Kategori : Biografi, Sejarah Indonesia
Pertama Terbit : 2014
Bahasa : Indonesia
Ikhtisar buku : Takdir; Riwayat Pangeran Diponegoro (1785-1855) Oleh Peter Carey
Otobiografi Babad Diponegoro sebagai monumen kearifan budaya
dunia yang indah nyaris remuk Universitas Indonesia. dimakan rayap dan lenyap
oleh buta-sejarah bangsanya. Namun, totalitas keilmuan Peter Carey telah
membangkitkannya menjadi historiografi yang melampaui takdirnya. Kelana rohani
Diponegoro mengatasi pelintasan arus perbedaan antara dunia lama dan dunia
baru. Gerakan perlawanan Diponegoro pantas terbilang sebagai kompas
kepemimpinan dan kejuangan bangsa. P.M. Laksono
Pangeran Diponegoro merupakan salah seorang tokoh Indonesia
terbesar pada abad ke-19, dan Dr. Peter Carey merupakan ahli sejarah yang
penelitiannya dan pengetahuannya mengenai Pangeran Diponegoro melampaui semua
sejarawan lain. Buku baru ini sangat penting dan pasti menarik bagi semua
pembaca yang ingin mengerti periode dan tokoh itu, yang betul-betul menentukan
dalam sejarah Indonesia. Merle Ricklefs
Lewat bukunya ini Dr. Peter Carey tak hanya berhasil
menjabarkan kompleksitas peristiwa, tetapi juga menampilkan Diponegoro sebagai
sosok manusia utuh, yang memiliki roh dan kepribadian. Membaca buku ini mampu
mengilhami dan menginspirasi para pemimpin masyarakat, pendidik, sarjana dari
berbagai bidang, serta para seniman yang ingin menafsirkan peristiwa Perang
Jawa bagi karya seninya. Sardono W. Kusumo
Ulasan Buku : Takdir; Riwayat Pangeran Diponegoro (1785-1855) Oleh Peter Carey
Pangeran Diponegoro adalah tokoh yang dianggap tonggak dari
perjuangan bangsa Indonesia dalam melawan penjajahan, termasuk juga inggris.

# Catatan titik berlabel

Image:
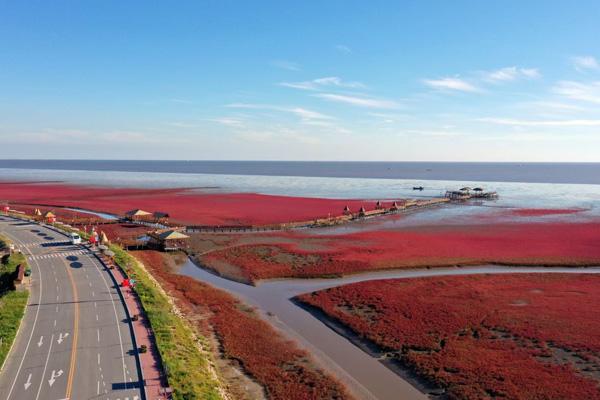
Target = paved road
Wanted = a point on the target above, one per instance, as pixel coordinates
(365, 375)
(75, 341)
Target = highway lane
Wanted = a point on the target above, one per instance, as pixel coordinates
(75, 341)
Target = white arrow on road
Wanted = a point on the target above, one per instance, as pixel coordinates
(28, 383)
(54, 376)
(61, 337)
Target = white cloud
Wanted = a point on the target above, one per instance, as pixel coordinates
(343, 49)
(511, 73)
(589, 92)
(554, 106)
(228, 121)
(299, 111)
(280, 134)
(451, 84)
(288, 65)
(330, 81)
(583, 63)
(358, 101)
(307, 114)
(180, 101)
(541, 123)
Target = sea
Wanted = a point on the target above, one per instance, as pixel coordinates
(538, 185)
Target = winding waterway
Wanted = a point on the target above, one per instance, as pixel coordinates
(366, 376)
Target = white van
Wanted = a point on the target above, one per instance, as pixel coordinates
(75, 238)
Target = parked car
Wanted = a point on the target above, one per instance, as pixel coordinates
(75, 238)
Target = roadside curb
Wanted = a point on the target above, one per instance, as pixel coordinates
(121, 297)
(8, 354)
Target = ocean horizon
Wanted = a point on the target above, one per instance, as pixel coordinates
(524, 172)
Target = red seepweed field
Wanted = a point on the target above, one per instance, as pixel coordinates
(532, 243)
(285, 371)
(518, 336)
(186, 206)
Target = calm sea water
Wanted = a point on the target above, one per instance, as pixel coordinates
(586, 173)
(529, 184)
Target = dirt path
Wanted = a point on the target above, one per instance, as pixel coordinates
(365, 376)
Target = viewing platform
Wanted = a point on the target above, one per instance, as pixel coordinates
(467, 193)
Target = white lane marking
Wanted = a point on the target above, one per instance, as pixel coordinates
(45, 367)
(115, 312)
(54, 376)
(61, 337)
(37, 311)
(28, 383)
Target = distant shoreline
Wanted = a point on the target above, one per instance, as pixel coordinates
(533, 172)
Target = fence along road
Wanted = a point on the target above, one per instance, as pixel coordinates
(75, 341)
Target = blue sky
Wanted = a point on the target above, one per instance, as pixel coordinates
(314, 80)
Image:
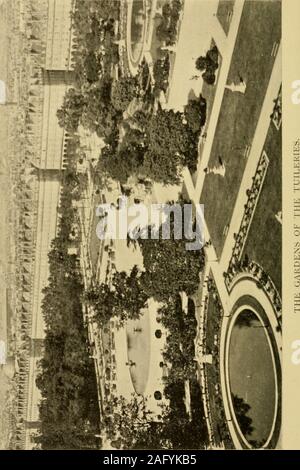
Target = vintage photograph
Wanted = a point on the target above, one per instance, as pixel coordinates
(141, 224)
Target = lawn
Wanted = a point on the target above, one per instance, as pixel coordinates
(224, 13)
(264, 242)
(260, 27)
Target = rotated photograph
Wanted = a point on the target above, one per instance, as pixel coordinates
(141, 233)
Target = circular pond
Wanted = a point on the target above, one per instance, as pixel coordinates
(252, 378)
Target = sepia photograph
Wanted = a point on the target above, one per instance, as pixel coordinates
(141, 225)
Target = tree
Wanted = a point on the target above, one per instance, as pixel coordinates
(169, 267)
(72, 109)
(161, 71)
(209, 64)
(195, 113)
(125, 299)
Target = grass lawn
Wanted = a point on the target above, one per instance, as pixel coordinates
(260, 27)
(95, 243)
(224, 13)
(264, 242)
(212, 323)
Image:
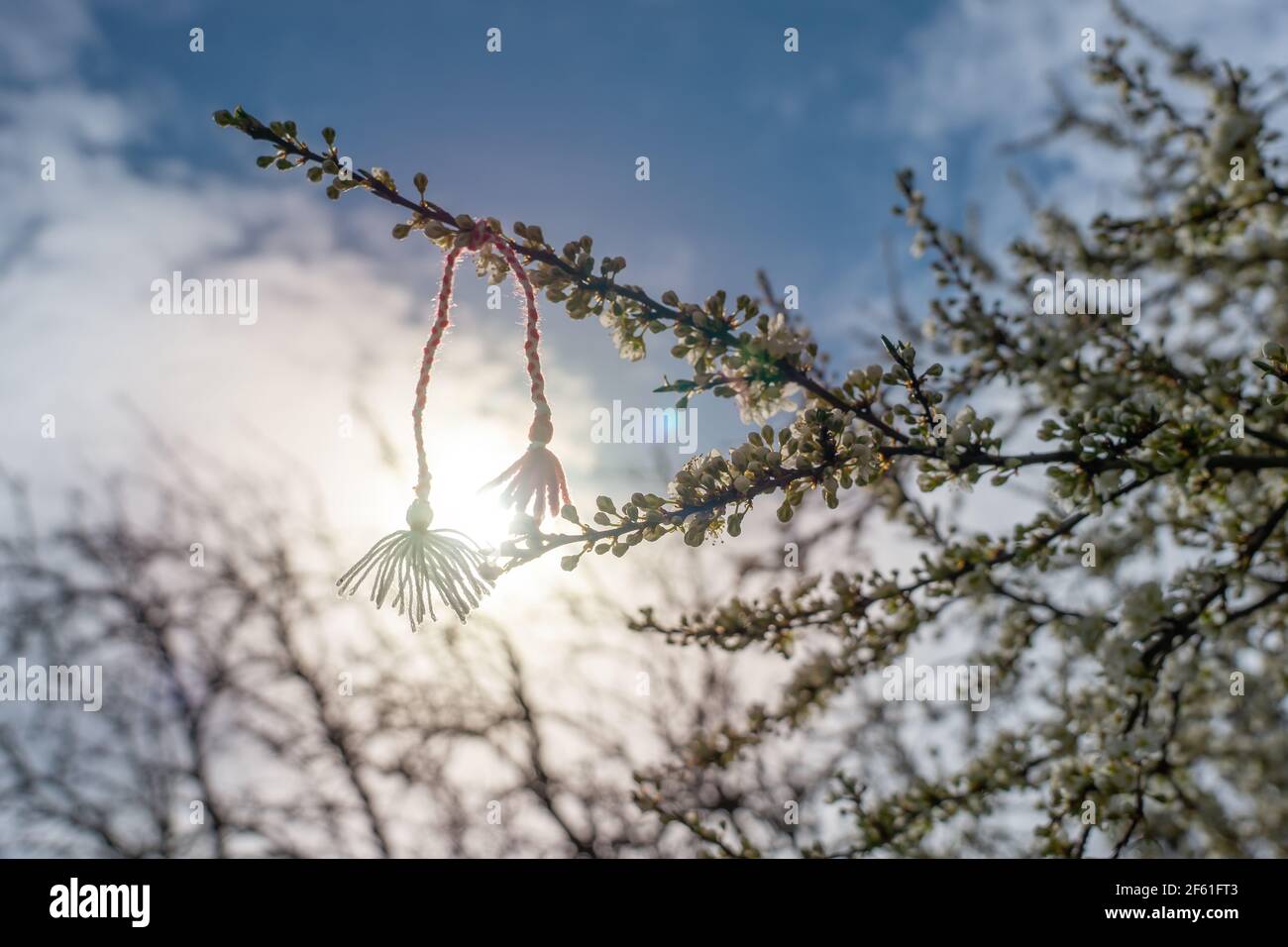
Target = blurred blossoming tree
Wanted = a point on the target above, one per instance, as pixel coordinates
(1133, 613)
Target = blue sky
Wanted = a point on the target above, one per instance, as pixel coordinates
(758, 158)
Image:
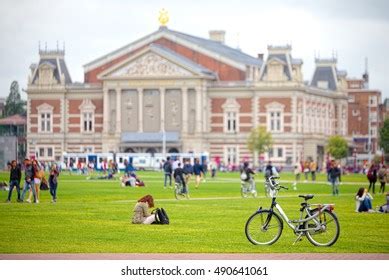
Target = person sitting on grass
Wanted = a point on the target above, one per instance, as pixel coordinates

---

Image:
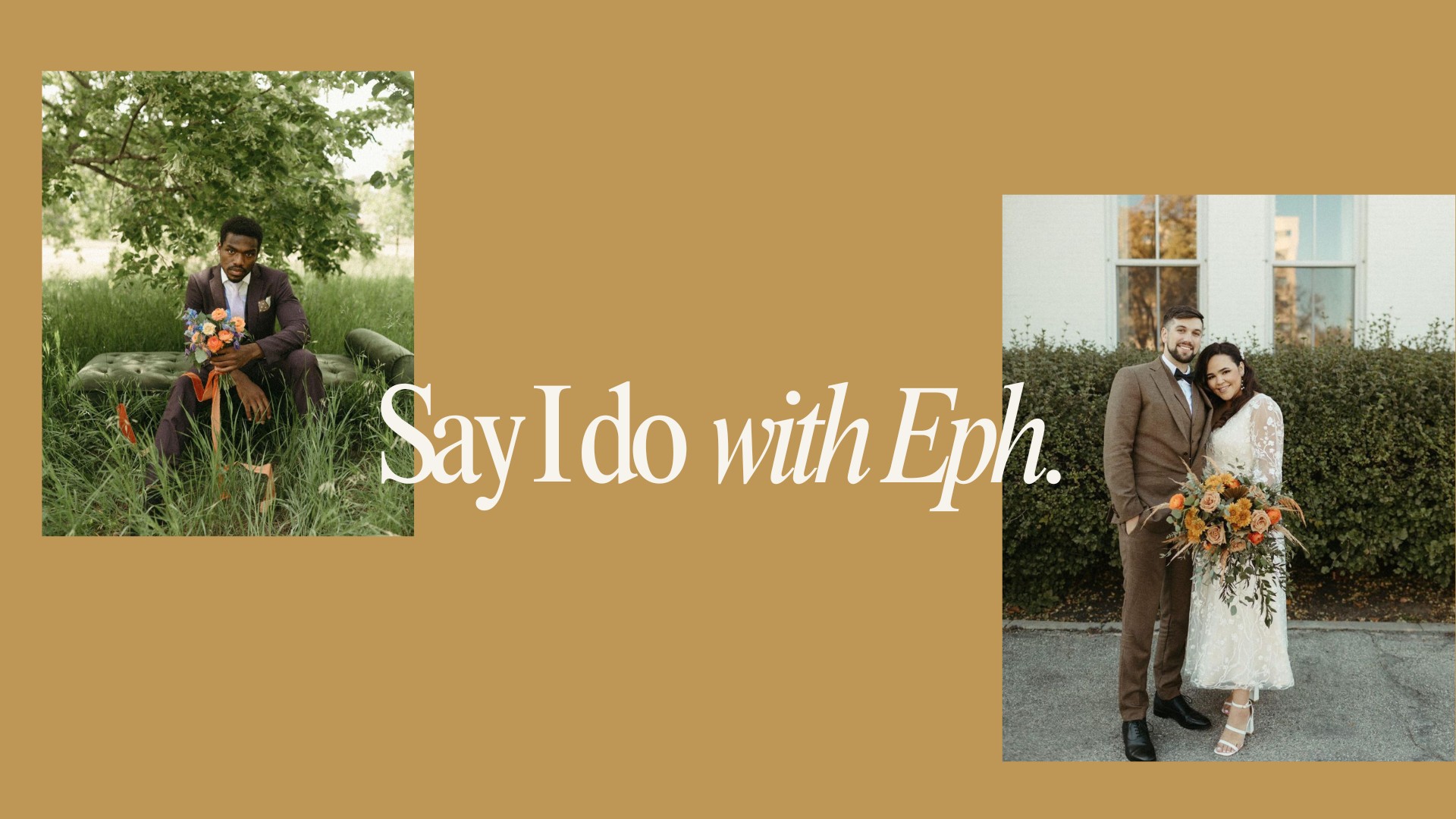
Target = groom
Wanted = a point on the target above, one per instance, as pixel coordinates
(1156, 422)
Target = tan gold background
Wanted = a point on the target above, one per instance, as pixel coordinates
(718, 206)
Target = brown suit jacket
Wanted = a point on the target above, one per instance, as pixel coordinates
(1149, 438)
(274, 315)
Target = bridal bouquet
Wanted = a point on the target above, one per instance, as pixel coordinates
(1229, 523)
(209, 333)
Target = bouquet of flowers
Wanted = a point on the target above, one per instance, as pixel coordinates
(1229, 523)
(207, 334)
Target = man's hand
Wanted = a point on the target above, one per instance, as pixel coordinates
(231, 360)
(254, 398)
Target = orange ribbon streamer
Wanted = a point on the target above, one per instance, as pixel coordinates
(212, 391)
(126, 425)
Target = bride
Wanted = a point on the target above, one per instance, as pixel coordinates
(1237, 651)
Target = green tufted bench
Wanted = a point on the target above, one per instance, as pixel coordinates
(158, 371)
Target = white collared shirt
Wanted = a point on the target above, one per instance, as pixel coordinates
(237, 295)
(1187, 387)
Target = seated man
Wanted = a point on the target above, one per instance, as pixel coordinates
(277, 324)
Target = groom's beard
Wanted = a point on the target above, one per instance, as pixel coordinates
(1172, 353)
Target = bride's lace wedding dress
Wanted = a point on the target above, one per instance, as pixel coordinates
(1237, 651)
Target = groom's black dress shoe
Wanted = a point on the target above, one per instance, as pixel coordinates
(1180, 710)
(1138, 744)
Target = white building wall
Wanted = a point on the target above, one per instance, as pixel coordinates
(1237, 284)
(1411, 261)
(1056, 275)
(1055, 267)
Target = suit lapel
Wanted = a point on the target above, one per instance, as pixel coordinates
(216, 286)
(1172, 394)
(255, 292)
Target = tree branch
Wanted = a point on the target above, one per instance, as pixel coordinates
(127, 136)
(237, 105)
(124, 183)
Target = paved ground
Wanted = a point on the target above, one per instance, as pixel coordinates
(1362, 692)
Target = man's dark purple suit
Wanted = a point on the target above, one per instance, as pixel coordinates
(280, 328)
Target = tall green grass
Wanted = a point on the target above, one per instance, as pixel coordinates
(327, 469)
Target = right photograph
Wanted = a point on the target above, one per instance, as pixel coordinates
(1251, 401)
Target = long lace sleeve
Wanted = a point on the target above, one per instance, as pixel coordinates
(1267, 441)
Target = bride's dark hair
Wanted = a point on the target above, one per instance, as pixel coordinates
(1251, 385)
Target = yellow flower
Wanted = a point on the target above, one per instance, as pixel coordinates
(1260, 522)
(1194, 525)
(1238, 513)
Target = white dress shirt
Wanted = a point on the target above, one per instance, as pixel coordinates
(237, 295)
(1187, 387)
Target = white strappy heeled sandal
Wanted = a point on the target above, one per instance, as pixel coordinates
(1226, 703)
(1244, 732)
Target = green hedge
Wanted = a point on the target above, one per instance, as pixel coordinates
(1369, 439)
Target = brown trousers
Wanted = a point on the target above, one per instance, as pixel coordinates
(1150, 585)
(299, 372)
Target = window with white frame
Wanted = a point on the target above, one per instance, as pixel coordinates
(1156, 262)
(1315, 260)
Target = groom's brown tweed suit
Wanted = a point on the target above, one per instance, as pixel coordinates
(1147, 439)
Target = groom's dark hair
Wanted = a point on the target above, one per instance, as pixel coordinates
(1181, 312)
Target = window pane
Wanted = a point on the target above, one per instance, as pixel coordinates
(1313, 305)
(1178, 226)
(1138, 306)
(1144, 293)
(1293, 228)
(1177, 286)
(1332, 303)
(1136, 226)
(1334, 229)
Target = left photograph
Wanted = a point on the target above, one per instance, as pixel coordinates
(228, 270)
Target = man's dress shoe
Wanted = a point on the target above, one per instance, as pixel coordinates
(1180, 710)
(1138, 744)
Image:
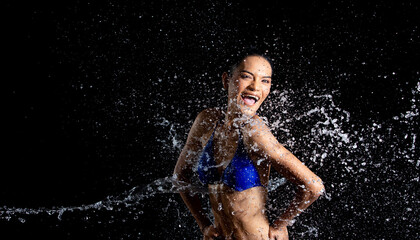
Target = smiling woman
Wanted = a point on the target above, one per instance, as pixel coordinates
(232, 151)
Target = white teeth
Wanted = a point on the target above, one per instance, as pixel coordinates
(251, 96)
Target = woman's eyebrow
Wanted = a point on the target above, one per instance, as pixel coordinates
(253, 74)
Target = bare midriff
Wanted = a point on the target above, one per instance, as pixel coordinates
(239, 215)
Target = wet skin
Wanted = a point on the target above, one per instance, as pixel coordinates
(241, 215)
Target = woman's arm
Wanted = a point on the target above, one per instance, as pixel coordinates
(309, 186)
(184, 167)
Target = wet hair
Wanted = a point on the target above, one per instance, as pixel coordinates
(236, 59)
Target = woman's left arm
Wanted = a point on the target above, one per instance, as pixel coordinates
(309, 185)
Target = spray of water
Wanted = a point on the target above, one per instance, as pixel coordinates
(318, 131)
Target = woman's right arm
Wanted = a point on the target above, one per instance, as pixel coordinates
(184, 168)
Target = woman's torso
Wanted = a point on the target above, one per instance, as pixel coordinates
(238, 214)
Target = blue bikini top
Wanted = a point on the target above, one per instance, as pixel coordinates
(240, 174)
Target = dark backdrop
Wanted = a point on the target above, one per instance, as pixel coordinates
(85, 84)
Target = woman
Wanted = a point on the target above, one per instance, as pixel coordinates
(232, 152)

...

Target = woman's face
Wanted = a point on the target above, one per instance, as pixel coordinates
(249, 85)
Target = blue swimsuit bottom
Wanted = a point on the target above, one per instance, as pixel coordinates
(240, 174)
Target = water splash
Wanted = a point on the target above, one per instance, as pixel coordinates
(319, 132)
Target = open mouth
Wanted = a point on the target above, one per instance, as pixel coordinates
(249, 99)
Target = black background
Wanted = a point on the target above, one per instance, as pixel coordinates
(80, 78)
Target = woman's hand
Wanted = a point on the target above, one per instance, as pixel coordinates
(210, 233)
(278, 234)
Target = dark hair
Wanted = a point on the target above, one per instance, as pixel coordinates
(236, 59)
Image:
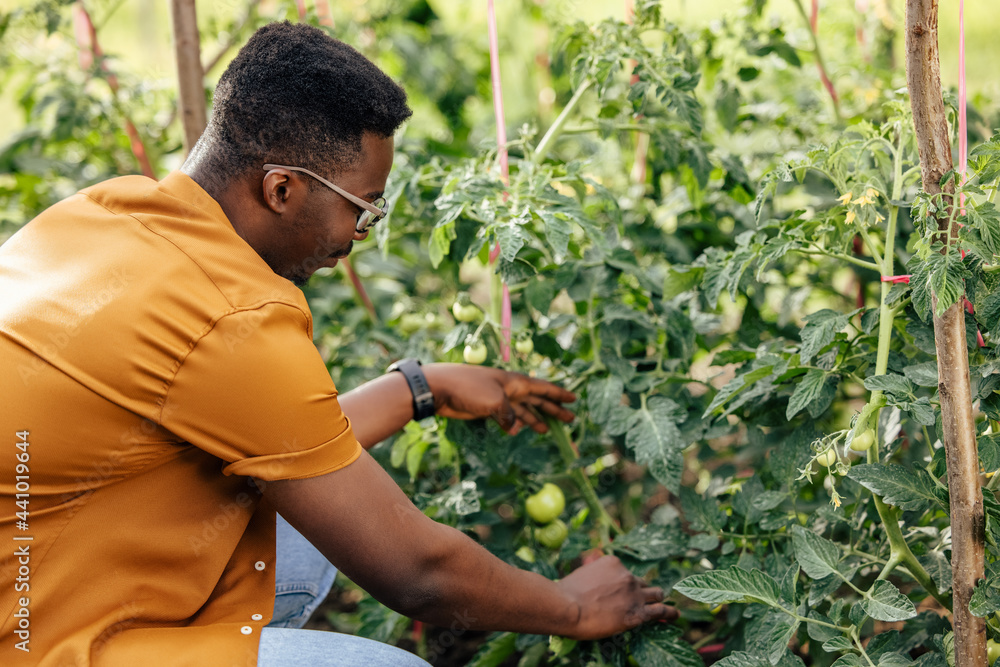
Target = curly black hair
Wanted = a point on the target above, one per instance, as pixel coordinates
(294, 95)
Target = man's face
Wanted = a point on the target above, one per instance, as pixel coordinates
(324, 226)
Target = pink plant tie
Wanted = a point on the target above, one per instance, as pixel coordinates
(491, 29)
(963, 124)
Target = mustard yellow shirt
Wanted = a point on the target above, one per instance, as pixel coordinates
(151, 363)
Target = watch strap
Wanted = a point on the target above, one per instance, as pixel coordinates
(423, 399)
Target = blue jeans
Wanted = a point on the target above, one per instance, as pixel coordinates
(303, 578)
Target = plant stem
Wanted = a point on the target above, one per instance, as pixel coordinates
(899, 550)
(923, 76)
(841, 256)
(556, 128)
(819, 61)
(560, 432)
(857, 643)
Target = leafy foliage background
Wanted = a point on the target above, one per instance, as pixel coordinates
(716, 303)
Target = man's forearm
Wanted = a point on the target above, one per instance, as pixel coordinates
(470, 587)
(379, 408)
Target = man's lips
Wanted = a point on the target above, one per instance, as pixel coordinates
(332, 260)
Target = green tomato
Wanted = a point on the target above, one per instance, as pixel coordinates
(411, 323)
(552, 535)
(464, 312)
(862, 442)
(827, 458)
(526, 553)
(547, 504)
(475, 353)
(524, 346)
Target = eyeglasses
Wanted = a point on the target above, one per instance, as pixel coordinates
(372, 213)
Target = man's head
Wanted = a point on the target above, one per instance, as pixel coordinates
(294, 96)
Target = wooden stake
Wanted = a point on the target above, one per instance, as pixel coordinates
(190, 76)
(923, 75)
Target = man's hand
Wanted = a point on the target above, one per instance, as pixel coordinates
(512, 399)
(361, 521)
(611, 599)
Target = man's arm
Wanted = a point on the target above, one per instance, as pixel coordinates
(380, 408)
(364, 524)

# Tugas
(A) Jawablah pertanyaan berikut berdasarkan teks tentang buku Takdir.
(i) Pada tahun berapa buku itu pertama terbit?
(ii) Menurut Merle Ricklefs, Pangeran Diponegoro termasuk tokoh Indonesia terbesar pada abad ke berapa?
(iii) Menurut Sardono W. Kusumo, sebagai sosok apa Diponegoro ditampilkan dalam buku itu?
(B) Teruskan teks tentang buku Takdir, mulai setelah kalimat terakhirnya.

# Soal Terjawab
(A)
(i) Buku itu pertama terbit pada tahun 2014.
(ii) Ia termasuk tokoh Indonesia terbesar pada abad ke-19.
(iii) Diponegoro ditampilkan sebagai sosok manusia utuh yang memiliki roh dan kepribadian.

(B)
Dia ditetapkan menjadi pahlawan nasional pada tahun 6 November 1973, berdasarkan
Keppres No.87/TK/197312. Pangeran Diponegoro adalah sosok penting dalam perang
Jawa atau perang Diponegoro yang berlangsung 1825-1839. Dalam budaya jawa, dia
dianggap sebagai Satrio Piningit, atau sosok ratu adil yang
menyelamatkan kaumnya pada masanya. Pada tahun 2013, UNESCO menetapkan Babad
Diponegoro(otobiografi yang ditulisnya sendiri) sebagai Warisan Memori Dunia.
Semua ini tak bisa dilepaskan dari sosok Peter Carey, seorang Indonesianis yang
selama tiga puluh tahun bergulat meneliti Sang Pangeran.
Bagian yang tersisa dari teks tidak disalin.